The year 2020 arrived with so much fanfare, with lots of hopes and expectations placed upon it by individuals, organizations, and even governments across the globe.
Fascinating economic prognoses were given, leading many to view the year as a potentially productive one.
What we did not see coming was a global public health crisis that would go on to disrupted the usual way of things.
The devastating impact of COVID-19 is most glaring in the global economy such that many countries globally are intentionally gearing up for a long drawn out economic recession.
Across Africa, the impact of the pandemic has significantly set back economic and social development. This has occasioned the need of individuals and businesses to discard and learn new changes in lifestyle habits as well as tweak their work processes to fit into the new normal.
For Africa to regain its economic balance, there’s a need for the continent to fully adopt digitization. In fact, a report has it that 230 million jobs across the continent will require some level of digital skills by 2030.

What needs to be done:
State whether each statement below agrees with the text on COVID-19 and Africa, answering yes or no and quoting the words of the text that decide it. 1. Economic forecasts led many to view 2020 as a potentially productive year. 2. The pandemic has had little effect on social development across Africa. 3. A report holds that 230 million jobs across Africa will require some level of digital skills by 2030.

Recorded information:

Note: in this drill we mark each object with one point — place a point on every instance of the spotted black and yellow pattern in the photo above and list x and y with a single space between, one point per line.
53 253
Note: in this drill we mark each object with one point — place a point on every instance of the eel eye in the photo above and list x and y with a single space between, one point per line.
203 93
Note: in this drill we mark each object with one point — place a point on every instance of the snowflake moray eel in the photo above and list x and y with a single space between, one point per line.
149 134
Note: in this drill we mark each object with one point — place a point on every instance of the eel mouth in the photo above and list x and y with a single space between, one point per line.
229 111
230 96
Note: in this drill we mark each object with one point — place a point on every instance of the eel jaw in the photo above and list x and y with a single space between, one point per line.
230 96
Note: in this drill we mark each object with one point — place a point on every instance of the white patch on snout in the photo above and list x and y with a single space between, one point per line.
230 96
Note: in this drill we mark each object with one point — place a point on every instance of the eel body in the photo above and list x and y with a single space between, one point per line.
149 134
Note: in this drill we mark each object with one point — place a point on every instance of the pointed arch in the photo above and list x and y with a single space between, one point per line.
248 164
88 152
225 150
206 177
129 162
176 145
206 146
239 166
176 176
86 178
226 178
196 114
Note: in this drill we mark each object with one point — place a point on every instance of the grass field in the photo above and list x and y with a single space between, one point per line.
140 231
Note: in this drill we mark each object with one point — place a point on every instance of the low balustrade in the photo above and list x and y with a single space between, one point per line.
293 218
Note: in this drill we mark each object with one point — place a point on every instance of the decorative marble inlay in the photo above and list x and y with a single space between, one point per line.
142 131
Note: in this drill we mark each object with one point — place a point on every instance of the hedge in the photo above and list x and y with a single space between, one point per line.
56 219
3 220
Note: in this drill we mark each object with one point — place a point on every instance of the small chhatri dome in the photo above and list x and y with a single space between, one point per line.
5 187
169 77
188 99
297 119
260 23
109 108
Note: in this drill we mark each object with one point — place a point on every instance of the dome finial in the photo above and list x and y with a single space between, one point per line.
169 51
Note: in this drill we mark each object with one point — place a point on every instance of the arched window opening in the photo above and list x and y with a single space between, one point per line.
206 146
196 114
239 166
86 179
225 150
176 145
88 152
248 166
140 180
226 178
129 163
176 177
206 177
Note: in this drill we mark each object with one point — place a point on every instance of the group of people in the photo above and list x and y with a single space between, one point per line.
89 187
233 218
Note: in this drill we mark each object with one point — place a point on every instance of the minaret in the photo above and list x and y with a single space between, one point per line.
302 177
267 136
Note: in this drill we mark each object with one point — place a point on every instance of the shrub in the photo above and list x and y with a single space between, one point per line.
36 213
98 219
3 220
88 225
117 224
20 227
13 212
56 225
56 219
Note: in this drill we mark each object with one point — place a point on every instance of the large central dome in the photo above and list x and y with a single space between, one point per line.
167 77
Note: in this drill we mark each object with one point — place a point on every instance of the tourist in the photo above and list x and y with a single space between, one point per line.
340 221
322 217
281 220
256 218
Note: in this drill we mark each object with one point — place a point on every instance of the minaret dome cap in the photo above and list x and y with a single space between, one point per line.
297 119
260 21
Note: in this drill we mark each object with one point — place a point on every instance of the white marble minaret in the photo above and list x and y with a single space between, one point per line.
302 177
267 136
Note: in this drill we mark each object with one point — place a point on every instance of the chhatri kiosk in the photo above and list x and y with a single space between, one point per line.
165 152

Solution to this exercise:
1. Yes: "Fascinating economic prognoses were given, leading many to view the year as a potentially productive one."
2. No: "the impact of the pandemic has significantly set back economic and social development."
3. Yes: "230 million jobs across the continent will require some level of digital skills by 2030."